WHAT IS EXPECTED: The answer must be one number: how many lines in the data below include the string "front".

TASK INPUTS:
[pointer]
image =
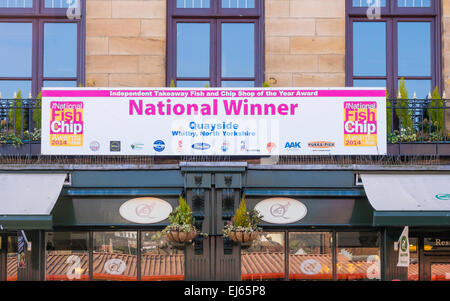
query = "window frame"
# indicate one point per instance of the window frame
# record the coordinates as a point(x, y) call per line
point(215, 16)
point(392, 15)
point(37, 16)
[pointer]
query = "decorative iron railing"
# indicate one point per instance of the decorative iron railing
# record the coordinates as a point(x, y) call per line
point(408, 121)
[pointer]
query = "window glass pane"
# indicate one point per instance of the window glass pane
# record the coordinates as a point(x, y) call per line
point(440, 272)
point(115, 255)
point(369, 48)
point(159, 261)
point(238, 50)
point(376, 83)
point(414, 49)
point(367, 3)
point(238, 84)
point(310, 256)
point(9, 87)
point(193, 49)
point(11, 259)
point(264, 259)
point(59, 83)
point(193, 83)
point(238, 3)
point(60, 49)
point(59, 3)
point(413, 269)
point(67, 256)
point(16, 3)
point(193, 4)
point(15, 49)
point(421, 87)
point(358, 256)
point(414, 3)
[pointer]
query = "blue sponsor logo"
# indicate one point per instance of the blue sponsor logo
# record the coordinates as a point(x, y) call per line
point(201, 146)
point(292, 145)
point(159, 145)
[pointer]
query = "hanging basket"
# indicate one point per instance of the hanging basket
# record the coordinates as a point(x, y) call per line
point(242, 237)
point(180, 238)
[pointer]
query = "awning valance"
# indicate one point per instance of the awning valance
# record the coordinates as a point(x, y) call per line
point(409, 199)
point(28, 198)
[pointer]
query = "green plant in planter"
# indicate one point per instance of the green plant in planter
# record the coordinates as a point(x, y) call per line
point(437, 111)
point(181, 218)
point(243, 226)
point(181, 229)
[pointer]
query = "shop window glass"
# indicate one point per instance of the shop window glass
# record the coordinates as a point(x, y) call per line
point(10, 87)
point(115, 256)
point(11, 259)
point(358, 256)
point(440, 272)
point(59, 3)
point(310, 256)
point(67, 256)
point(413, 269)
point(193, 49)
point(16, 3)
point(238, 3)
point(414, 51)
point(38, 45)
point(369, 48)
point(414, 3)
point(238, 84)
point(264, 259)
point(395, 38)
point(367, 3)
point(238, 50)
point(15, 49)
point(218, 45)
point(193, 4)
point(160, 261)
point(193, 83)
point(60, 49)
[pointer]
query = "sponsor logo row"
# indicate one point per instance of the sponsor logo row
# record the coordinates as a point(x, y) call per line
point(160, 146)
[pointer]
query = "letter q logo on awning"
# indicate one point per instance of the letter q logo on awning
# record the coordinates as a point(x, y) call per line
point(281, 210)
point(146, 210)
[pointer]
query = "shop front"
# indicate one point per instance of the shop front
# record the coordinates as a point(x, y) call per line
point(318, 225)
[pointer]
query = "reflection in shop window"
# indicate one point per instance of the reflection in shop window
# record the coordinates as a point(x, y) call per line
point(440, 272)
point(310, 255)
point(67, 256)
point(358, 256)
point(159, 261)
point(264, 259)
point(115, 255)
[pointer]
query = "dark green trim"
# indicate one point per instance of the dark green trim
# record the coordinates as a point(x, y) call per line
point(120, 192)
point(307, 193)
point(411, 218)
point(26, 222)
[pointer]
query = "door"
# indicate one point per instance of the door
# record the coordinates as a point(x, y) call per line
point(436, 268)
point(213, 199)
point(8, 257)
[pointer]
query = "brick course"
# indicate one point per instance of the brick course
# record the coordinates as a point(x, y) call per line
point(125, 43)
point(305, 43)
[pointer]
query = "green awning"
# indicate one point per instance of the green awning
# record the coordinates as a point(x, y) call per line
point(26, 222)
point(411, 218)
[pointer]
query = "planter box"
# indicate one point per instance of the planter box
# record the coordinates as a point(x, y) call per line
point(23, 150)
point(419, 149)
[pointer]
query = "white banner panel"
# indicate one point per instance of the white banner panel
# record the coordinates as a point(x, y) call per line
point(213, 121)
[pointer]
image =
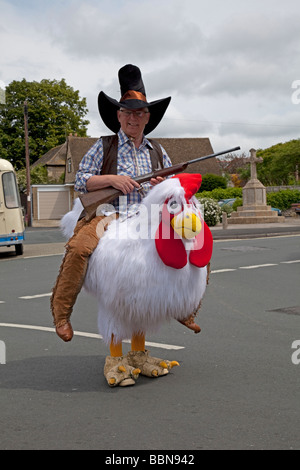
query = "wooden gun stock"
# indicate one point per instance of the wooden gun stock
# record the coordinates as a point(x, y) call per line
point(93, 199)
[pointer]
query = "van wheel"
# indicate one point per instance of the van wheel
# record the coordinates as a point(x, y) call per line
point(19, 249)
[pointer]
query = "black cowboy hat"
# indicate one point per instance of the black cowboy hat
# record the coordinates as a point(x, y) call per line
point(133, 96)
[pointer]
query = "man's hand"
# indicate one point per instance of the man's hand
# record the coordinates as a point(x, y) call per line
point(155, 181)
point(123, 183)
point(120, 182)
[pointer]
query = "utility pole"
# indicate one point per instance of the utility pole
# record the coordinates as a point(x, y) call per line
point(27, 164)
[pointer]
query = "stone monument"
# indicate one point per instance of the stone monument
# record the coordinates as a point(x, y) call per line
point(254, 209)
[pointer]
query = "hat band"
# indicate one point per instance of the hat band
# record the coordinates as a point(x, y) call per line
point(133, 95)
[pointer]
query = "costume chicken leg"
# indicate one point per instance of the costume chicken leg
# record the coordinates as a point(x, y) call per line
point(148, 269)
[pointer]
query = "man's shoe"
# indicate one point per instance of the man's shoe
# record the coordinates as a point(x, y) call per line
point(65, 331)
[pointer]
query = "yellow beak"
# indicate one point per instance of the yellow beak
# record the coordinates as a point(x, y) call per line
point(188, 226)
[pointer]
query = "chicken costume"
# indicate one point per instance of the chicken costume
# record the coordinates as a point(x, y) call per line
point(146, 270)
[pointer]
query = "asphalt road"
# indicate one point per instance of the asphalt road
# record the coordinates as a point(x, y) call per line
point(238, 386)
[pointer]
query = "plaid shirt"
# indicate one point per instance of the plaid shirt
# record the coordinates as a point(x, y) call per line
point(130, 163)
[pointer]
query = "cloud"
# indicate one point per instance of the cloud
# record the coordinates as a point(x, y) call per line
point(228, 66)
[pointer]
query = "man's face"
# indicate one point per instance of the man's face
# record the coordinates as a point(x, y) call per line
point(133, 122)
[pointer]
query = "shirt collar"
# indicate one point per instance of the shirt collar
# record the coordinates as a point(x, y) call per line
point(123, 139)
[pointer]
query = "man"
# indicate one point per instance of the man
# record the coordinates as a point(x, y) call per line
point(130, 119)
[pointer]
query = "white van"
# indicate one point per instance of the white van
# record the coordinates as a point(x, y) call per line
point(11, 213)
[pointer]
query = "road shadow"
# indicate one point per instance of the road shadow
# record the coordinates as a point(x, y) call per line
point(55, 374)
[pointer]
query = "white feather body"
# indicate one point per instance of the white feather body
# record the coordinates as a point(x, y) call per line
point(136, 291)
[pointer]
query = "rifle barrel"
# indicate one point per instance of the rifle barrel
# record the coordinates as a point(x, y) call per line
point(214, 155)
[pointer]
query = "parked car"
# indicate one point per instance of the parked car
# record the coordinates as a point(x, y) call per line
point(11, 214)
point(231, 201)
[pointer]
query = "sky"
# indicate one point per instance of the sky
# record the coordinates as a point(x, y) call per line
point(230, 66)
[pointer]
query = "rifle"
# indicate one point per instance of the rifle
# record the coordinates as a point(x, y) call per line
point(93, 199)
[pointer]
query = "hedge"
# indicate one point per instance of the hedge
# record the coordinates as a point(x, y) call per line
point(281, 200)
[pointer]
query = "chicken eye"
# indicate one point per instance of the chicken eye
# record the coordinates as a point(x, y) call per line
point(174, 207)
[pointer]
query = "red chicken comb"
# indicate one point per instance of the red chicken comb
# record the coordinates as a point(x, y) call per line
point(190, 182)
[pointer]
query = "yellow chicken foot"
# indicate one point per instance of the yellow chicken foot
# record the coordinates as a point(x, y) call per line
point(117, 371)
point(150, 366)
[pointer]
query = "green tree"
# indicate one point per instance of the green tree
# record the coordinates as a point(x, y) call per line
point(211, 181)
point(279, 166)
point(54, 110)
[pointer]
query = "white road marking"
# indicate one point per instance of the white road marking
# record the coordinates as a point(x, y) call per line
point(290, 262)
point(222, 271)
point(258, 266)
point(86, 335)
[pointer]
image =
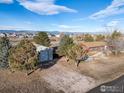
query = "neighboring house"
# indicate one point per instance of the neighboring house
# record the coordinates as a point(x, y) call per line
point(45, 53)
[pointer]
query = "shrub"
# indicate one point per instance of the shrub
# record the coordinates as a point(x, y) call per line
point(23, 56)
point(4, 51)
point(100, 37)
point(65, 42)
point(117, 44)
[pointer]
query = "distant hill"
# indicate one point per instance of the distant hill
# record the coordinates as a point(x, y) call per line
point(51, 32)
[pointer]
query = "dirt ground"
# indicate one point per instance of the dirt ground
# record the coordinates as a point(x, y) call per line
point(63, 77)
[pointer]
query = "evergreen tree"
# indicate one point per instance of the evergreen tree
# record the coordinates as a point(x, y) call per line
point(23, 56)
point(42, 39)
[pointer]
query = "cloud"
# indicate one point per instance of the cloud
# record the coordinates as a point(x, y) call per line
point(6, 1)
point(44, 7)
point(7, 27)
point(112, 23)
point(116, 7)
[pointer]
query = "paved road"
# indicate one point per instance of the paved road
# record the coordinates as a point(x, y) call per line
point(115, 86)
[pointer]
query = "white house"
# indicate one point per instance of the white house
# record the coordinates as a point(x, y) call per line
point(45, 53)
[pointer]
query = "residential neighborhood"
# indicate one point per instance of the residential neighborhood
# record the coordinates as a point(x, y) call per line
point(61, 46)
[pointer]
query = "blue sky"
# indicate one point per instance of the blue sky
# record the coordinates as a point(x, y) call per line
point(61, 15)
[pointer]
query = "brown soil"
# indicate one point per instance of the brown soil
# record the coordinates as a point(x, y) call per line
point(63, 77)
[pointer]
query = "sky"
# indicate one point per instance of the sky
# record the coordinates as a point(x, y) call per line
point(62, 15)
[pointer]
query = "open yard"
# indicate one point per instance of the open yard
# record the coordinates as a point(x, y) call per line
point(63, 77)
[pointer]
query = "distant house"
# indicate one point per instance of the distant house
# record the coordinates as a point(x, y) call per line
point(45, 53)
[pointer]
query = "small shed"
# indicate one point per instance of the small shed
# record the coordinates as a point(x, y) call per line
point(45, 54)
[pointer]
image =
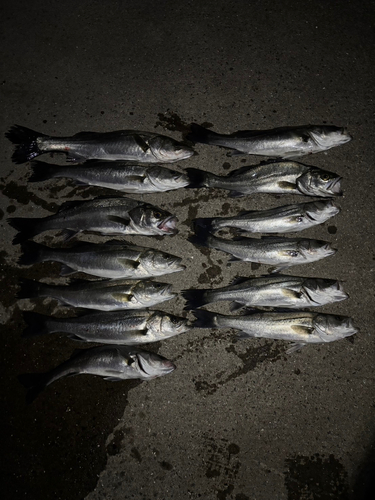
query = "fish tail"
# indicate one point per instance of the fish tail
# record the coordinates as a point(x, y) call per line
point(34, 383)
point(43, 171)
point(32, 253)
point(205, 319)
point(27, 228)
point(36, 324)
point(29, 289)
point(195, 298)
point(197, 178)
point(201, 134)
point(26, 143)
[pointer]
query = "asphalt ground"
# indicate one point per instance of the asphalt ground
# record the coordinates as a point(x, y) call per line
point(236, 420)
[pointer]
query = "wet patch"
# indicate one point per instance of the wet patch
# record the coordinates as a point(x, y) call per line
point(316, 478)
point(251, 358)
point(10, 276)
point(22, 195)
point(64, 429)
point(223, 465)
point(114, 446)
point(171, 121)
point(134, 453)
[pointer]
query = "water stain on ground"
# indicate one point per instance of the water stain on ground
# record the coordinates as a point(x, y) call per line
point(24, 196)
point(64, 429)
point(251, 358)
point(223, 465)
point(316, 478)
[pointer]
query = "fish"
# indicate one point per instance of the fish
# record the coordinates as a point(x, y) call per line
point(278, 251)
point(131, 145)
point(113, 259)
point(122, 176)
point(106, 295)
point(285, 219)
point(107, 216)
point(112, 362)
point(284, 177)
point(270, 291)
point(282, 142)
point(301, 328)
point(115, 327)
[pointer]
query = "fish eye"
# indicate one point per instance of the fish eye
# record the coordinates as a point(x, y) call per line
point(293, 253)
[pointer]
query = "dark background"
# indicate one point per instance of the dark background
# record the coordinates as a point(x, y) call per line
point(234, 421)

ANSWER: 2